--- ИСХОДНЫЙ ОТРЫВОК ---
※
Однако взять быстрым наскоком позиции неприятеля оказалось невозможным. Потоки свинца, направленные в нашу сторону, сдерживали всякое продвижение. Поодиночке и отдельными группами приближались мы к проволочным заграждениям, разбить которые артиллерия не успела. Чтобы перебраться через проволоку, надо сначала разрезать ее ручными ножницами, надеваемыми на штык. Штыковые ножницы, однако, оказались неудобными для резки проволоки, и солдатам приходилось, лежа под проволокой, правой рукой стрелять по австрийским окопам, а левой медленно перерезать проволоку, чтобы образовался проход.
Лежание под проволокой и свинцовым дождем продолжалось не менее трех часов. Наконец на левом фланге нашей роты образовался проход, и 4-й взвод с прапорщиком Берсеневым во главе ворвался в окопы австрийцев. Вместо обычной сдачи в плен на этот раз ворвавшийся взвод встретил отчаянное сопротивление австрийцев.
Вслед за 4-м взводом прошел в этот проход 3-й, за ним 2-й, вскоре и вся 12-я рота. В окопах и позади них начался штыковой бой, впервые наблюдаемый мной за все время войны. Австрийцы дрались отчаянно. Наши солдаты тоже с остервенением перли на австрийцев, причем последние отступали в лес, где работа штыком была не совсем удобна. Озверение дошло до такой степени, что солдаты пустили в ход шанцевые инструменты, лопатки, которыми раскраивали австрийцам головы.
※
--- ПИСЬМЕННОЕ ЗАДАНИЕ ---
Продублируйте без изменений часть отрывка о штурме австрийских окопов, начиная со слов «Однако взять быстрым» и заканчивая словами «чтобы образовался проход.» включительно.

--- МАТЕРИАЛ ---
※
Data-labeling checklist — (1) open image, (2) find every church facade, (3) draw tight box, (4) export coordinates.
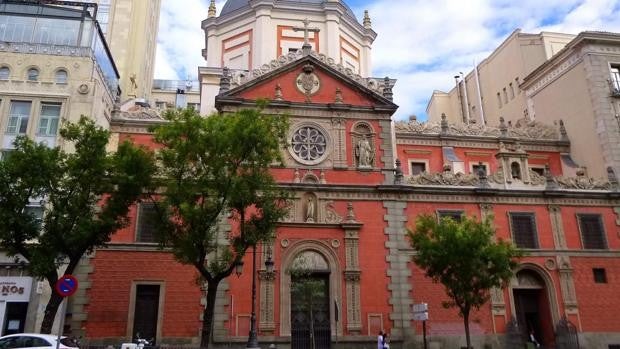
※
--- РЕШЕНИЕ ЗАДАЧИ ---
Однако взять быстрым наскоком позиции неприятеля оказалось невозможным. Потоки свинца, направленные в нашу сторону, сдерживали всякое продвижение. Поодиночке и отдельными группами приближались мы к проволочным заграждениям, разбить которые артиллерия не успела. Чтобы перебраться через проволоку, надо сначала разрезать ее ручными ножницами, надеваемыми на штык. Штыковые ножницы, однако, оказались неудобными для резки проволоки, и солдатам приходилось, лежа под проволокой, правой рукой стрелять по австрийским окопам, а левой медленно перерезать проволоку, чтобы образовался проход.